§ TRY IT:
The answer must be an exact copy of the lines from the one holding "the green hedge." through the final line of the entries, and nothing else.

§ SOURCE DATA:
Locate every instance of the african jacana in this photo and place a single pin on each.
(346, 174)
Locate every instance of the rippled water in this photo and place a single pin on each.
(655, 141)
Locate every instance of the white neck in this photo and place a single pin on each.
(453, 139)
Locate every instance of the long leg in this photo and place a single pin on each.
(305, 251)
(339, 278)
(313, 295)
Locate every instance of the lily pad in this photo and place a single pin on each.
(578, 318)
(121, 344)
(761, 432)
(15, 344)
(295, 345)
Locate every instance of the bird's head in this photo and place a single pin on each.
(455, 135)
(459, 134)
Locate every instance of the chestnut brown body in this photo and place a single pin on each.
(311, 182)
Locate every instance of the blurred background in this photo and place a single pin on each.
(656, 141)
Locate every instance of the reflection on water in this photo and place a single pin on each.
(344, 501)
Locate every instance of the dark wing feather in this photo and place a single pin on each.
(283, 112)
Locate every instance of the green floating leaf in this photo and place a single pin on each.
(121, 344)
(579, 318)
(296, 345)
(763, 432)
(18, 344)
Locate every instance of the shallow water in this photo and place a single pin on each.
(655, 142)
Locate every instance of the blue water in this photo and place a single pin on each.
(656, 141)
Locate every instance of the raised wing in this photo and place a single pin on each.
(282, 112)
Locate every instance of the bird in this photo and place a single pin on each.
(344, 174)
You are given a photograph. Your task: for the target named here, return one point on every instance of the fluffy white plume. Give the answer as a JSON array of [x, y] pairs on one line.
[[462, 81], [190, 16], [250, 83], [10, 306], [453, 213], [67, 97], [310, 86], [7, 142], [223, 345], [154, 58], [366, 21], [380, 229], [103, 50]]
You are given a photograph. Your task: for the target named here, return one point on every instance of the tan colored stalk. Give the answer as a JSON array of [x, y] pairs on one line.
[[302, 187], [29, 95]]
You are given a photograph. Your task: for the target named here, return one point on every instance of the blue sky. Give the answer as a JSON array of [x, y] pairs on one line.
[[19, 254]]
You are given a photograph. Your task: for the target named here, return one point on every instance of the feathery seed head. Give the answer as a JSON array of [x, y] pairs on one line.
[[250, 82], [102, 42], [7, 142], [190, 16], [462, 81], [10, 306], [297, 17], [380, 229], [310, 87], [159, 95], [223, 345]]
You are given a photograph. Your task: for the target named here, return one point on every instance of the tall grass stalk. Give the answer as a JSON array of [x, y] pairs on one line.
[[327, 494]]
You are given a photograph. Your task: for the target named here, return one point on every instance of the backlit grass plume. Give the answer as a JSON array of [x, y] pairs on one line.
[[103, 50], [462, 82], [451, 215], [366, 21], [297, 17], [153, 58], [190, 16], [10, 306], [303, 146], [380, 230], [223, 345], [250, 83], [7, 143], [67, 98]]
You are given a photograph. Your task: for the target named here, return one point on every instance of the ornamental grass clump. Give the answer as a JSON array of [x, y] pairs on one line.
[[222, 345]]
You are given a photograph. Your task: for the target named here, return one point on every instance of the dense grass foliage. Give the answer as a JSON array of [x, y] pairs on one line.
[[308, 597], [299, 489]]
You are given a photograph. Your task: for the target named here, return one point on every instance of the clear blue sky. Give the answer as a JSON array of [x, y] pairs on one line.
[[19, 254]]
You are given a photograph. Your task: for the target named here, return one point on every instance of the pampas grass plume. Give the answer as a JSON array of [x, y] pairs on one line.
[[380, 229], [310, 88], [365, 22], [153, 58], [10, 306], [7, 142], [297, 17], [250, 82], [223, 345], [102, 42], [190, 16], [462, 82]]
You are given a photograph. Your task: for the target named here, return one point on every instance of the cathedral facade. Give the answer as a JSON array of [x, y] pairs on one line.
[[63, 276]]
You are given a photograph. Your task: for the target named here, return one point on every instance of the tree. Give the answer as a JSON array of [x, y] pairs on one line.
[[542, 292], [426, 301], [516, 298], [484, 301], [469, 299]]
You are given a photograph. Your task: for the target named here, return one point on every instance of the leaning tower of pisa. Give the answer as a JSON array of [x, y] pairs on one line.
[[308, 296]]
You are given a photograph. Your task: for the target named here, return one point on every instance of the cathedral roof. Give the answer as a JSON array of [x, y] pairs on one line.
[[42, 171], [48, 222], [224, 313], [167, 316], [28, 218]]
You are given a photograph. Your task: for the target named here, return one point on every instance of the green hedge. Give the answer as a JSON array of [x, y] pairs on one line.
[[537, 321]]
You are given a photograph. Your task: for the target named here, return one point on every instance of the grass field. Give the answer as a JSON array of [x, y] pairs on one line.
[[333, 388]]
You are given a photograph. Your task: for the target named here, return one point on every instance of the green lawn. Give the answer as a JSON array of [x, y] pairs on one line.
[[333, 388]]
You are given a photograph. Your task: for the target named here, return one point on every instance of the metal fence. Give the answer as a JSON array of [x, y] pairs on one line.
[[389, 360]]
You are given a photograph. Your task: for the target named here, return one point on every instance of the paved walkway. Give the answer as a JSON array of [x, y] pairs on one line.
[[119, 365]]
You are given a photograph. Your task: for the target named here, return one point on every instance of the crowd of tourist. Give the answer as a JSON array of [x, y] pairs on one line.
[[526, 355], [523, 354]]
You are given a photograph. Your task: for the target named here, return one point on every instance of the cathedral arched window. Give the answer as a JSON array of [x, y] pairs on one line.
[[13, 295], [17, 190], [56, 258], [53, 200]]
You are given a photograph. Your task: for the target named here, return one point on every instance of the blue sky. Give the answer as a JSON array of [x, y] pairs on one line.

§ SOLVED PROBLEM:
You are given a photograph. Your task: for the target named here, return one point on every instance of the green hedge. Give the answer as a JSON array of [x, y] pairs on one line.
[[537, 321]]
You are given a photograph. Your task: for the target named here, return one point on every instance of the grass field. Give the answer as a JSON array of [x, y] pairs on one line.
[[333, 388]]
You are given a photograph. Your task: for the target named here, return one point on every instance of the green lawn. Give the answer as a JSON array of [x, y] pairs on one line.
[[333, 388]]
You are given a photograph. Your task: for the target named here, return one point on every instance of the metal fence. Give the answer as a JSON array of [x, y] pairs on one line.
[[389, 360]]
You are given a photograph. Your task: for the target named here, return one point on every instance of the paved walkway. Give the answer as a JSON array of [x, y] pairs on one line.
[[119, 365]]
You are given a photograph. Your task: for the target named here, return one point on every instance of the crowd of tourist. Give the answer as a JSON array of [x, y] pairs on one line.
[[526, 355], [523, 354]]
You are given a photograph. Your task: for the target named here, return one point on every instance of the cathedral arched window. Give the answer as a JSON array of [x, y] pairs on one line.
[[13, 295], [17, 190], [56, 258], [53, 200]]
You are given a photograph. Your task: for the target named here, return one point on every instance of the blue sky. Give the answer as a JSON array of [x, y] pairs on one line.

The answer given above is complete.